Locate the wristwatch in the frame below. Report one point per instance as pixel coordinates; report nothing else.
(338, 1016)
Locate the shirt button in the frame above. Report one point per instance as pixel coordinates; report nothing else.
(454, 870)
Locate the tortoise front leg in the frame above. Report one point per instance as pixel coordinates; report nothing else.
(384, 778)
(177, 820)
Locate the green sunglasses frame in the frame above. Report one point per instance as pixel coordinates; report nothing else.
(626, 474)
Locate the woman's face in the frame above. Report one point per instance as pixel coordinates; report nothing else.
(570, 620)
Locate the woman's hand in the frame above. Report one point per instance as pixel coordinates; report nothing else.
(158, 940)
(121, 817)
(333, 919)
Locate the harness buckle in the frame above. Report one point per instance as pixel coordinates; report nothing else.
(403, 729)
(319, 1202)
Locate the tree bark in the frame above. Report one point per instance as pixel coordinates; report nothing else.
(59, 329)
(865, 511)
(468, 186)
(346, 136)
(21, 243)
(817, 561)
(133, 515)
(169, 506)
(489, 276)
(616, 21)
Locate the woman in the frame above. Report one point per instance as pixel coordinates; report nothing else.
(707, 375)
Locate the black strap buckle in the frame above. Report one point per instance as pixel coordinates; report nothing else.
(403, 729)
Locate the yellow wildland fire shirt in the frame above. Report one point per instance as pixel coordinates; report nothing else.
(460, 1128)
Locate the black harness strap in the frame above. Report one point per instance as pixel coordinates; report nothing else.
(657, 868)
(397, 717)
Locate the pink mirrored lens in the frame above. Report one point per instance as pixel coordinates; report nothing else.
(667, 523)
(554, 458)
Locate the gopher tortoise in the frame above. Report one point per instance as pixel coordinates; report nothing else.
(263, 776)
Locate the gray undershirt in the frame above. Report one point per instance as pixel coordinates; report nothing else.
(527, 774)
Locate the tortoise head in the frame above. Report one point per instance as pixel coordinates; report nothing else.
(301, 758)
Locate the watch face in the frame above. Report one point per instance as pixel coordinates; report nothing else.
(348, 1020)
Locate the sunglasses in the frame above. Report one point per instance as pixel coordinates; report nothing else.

▬▬▬▬▬▬

(Request) Print every entry above verbatim, keeping the original order and line breaks.

(In response)
Locate the wristwatch in the frame below. Report one point per instance as pixel coordinates; report nothing else.
(338, 1016)
Locate the shirt button in the frame above. Report one point per instance as pixel coordinates; report nothing else.
(454, 870)
Locate the tortoise front leg in the frame above. Report one point per instance as pixel coordinates; report nothing else.
(384, 778)
(177, 820)
Locate the green sunglasses frame in the frame above. Report one point per instance as pixel coordinates; report nothing else.
(626, 474)
Locate the woman's face in the frame above. Report one point per instance as pixel coordinates; report nothing else.
(570, 620)
Locate the woman's hand in the frame above. Report one point per instance as pixel coordinates; report nothing else.
(158, 940)
(121, 817)
(333, 919)
Locate the harness buckle in the frame above. Report one point per instance as pixel coordinates; report nothing else.
(403, 729)
(319, 1202)
Locate the tree bark in the frame above. Report one point per instance as pixel coordinates; report nothing else.
(59, 329)
(865, 511)
(468, 186)
(346, 136)
(21, 243)
(817, 561)
(133, 515)
(169, 506)
(489, 276)
(616, 21)
Locate the woman in the frame above. Report one point per instance as pixel coordinates; report nothing else.
(707, 375)
Locate the black strap buckle in the frame above. Report one point per instance as pixel coordinates; report nothing else.
(403, 729)
Locate the yellow wildland fire shirt in the frame above. Report one point per instance as pixel coordinates; report nothing else.
(460, 1128)
Locate the black harness strap in the frame above. Report one point per instance as pixel coordinates; report nothing else.
(657, 868)
(397, 717)
Locate the pink mirrored lens in the frame above. Report one point per instance as pixel coordinates; report nothing else.
(667, 523)
(554, 458)
Locate the gopher tortoise in the frame above. Report one point per instance as pixel coordinates; report nothing else.
(263, 776)
Locate the gray undershirt in the frame above. Report one point per instance as pixel coordinates; report nothing else.
(527, 774)
Locate the tortoise head in the frame above. Report one point per instance as pixel coordinates; report nothing else.
(301, 758)
Locate the watch face in the frame above. Report one point per instance as pixel coordinates; report nothing else.
(348, 1020)
Locate the sunglasses in the frame above. Report one point per instance as pixel coordinates; report nothing else.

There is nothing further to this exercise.